▶ _Tekstfragment_:
============
Vier vragenSimon Kuper
‘Het loon van Lionel Messi is niks als je honderden miljarden aan olie in de grond hebt zitten’
Ondanks de pandemie beleeft de transfermarkt geen kwakkelzomer, met de verhuis van Messi en Ronaldo als uitschieters. Is dat nog gezond? ‘De groeiende afkeer van het grote geld zie ik niet bij de fans’, zegt Financial Times-journalist Simon Kuper, auteur van The Barcelona Complex.
De miljoenen vlogen deze zomer weer in het rond. Hakte de coronacrisis niet zwaar in op de clubkassen?
Kuper: “Uiteraard heeft de pandemie de voetbalwereld aangetast, dat kan ook niet anders. Bij de grote clubs komt ongeveer een derde van het inkomen van de toeschouwers. Dat betekent niet dat er iets mis is met de industrie. We weten dat mensen staan te popelen om weer naar voetbalwedstrijden te gaan. De verliezen zeggen niets over de duurzaamheid van de sport. De clubs in Europa die tijdens de pandemie failliet zijn gegaan, zijn op één hand te tellen.”
De twee absolute sterspelers, Lionel Messi en Cristiano Ronaldo, zoeken met respectievelijk PSG en Man United andere oorden op. Een gelukkig toeval of een tendens?
“Beide spelers zijn op leeftijd en erg kostelijk, maar financieel moet je die verhalen loskoppelen van elkaar. Bij Barcelona speelt vooral het wanbeleid op vlak van transfers en salarissen van de laatste jaren. Daardoor is het de enige grote club die met intense geldproblemen kampt. De strenge financiële regels in de Spaanse competitie maakten een verlengd verblijf voor Messi onmogelijk. Bij Juventus en Ronaldo zat de scheiding er sowieso aan te komen.”
De richting van het verkeer, naar Parijs en de Premier League, lijkt anders wel symbolisch.
“Eigenlijk is het onlogisch dat Spanje als middelgroot en niet zo rijk land toch twee van de drie tenoren in het voetbal bezat. Die machtspositie is aan het verschuiven. De Premier League blijft sterk groeien qua televisie-inkomsten, en een club als Manchester United bekijkt het redelijk bedrijfsmatig: kwalitatieve spelers halen, in de top meedraaien, Champions League spelen, daar draait het om.
============
[Gegevens voor het koppelen van natuurlijke taal aan objecten]

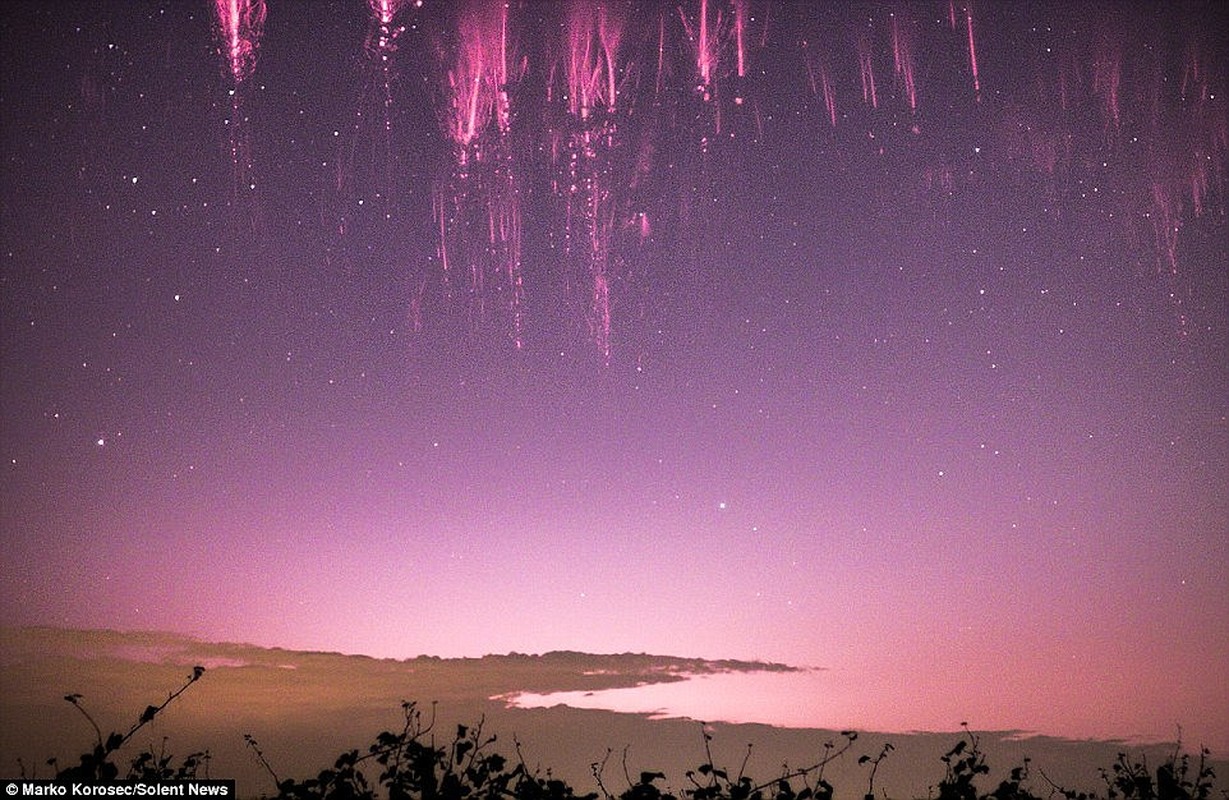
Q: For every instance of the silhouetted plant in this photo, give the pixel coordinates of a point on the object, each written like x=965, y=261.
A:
x=96, y=763
x=964, y=763
x=408, y=764
x=874, y=767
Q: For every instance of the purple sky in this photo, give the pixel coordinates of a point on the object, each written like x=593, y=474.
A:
x=934, y=396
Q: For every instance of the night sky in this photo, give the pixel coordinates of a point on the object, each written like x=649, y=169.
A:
x=887, y=338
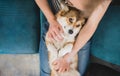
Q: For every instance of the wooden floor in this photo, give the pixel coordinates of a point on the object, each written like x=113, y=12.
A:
x=19, y=65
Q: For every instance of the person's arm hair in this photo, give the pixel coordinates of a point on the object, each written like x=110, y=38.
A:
x=44, y=6
x=90, y=27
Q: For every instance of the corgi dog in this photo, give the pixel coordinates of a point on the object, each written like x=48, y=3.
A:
x=72, y=22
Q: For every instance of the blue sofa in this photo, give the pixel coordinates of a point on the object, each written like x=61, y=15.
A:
x=19, y=27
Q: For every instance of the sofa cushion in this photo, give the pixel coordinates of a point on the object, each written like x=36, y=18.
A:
x=19, y=26
x=106, y=40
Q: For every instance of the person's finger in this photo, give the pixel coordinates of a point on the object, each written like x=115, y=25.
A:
x=58, y=34
x=60, y=70
x=51, y=37
x=54, y=36
x=60, y=29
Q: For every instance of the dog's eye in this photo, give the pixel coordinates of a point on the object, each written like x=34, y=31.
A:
x=78, y=25
x=70, y=20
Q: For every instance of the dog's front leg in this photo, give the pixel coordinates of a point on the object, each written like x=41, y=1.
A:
x=66, y=49
x=52, y=52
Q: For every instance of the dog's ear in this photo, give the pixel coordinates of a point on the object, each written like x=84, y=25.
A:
x=63, y=6
x=83, y=21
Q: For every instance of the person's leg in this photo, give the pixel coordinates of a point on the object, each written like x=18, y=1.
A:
x=83, y=58
x=96, y=69
x=44, y=65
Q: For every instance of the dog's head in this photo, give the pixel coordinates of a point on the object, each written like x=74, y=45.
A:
x=70, y=20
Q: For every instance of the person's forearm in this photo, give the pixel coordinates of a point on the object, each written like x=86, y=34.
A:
x=44, y=6
x=90, y=27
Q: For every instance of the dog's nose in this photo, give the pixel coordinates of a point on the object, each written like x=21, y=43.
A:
x=70, y=31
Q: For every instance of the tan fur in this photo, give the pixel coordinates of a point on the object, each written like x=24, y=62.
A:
x=68, y=18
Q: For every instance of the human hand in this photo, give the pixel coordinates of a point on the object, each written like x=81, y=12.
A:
x=55, y=31
x=62, y=64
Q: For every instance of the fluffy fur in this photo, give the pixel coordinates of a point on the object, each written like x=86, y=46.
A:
x=71, y=22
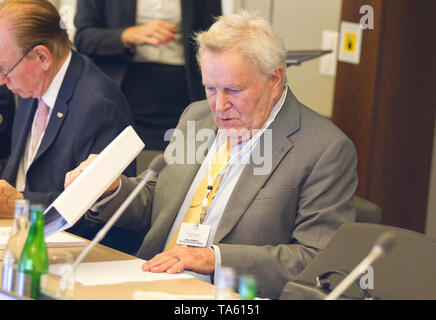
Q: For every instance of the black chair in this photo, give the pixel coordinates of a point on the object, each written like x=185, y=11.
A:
x=366, y=211
x=406, y=272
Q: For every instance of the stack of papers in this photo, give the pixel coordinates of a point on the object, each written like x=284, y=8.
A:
x=56, y=240
x=112, y=272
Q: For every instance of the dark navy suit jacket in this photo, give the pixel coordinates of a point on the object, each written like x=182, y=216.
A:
x=90, y=111
x=100, y=24
x=7, y=111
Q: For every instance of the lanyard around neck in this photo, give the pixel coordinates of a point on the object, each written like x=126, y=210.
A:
x=248, y=146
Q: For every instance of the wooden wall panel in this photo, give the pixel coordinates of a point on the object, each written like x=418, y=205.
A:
x=387, y=106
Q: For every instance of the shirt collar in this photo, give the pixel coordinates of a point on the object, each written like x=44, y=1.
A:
x=52, y=92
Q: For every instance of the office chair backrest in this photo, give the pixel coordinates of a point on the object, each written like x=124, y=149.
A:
x=366, y=211
x=408, y=271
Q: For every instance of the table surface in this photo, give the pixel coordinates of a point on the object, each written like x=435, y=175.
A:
x=124, y=291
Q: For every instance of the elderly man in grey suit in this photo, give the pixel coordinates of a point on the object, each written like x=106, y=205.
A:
x=266, y=218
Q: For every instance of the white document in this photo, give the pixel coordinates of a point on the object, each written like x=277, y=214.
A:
x=112, y=272
x=58, y=240
x=93, y=181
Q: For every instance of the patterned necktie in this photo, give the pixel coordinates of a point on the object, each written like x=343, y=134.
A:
x=195, y=209
x=40, y=125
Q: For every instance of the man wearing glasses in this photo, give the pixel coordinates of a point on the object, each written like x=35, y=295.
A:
x=67, y=107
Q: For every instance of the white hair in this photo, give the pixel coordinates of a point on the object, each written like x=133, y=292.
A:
x=248, y=33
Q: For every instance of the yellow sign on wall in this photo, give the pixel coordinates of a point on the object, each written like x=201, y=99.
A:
x=350, y=42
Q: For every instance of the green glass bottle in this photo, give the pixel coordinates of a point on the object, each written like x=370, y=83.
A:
x=33, y=264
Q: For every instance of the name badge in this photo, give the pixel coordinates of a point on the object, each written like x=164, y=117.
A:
x=195, y=235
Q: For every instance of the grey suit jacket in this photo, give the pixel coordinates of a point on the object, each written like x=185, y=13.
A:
x=273, y=224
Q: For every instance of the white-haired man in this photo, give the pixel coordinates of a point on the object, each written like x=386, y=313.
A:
x=271, y=224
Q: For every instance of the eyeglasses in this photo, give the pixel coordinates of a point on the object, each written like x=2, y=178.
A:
x=18, y=62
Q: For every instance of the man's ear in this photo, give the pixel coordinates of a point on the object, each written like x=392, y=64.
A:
x=278, y=76
x=44, y=56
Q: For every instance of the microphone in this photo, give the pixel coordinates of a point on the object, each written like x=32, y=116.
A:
x=155, y=167
x=382, y=245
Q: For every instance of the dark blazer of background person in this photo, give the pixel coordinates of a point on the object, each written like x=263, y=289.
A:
x=7, y=111
x=100, y=24
x=89, y=113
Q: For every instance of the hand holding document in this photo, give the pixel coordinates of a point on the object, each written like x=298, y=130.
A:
x=84, y=191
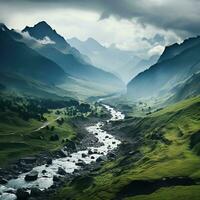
============
▶ _Opdrachten_:
a) Beantwoord de volgende vragen over het interview met Simon Kuper.
(i) Welk deel van het inkomen van de grote clubs komt volgens Kuper van de toeschouwers?
(ii) Welke club noemt Kuper de enige grote club die met intense geldproblemen kampt?
(iii) Welke competitie blijft volgens Kuper sterk groeien qua televisie-inkomsten?
b) Maak het interview met Simon Kuper over de transfermarkt af, te beginnen na de laatste zin van het tekstfragment.

▶ _Antwoorden per opdracht_:
a)
(i) Ongeveer een derde.
(ii) Barcelona.
(iii) De Premier League.

b)
“Paris Saint-Germain is een ander verhaal. De Financial Fair Play-regels moeten normaal voorkomen dat een sjeik of een oligarch onbeperkt geld in een club pompt, maar na de pandemie krijgen clubs wat speelruimte. PSG beslist nu om daar gebruik van te maken, en lijdt bewust verliezen om Messi te halen. Wat dat oplevert? Roem, prijzen, plezier. Het is ook een manier om de reputatie van hun land wit te wassen. Volgens mijn berekeningen betalen ze Messi bijna 200 miljoen over twee jaar. Dat is niks als je honderden miljarden aan olie in de grond hebt zitten.”
Zorgt dat niet voor een afkeer van het voetbal?
“Er is misschien een groeiende afkeer van het grote geld, maar ik zie niet dat voetbal daarom minder populair wordt bij de fans. Het is juist andersom. De toegenomen salarissen en transfersommen zijn een reflectie van de wereldwijde populariteit. Het voetbal wordt ook steeds beter, mooier, de beste spelers worden steeds beter beschermd. Maradona en Pele werden kapot getrapt, Messi en Ronaldo mag je niet meer doorzagen.
“Ik heb het gevoel dat heel wat mensen vandaag een moreel verhaal tegen het voetbal proberen op te werpen. Het is uit de hand gelopen en daarom zou er een soort wereldse straf moeten komen, die de clubs doet instorten. Dat kan je gerust vinden, maar dat betekent niet dat de huidige situatie financieel ongezond is. Het blijft zeker houdbaar.”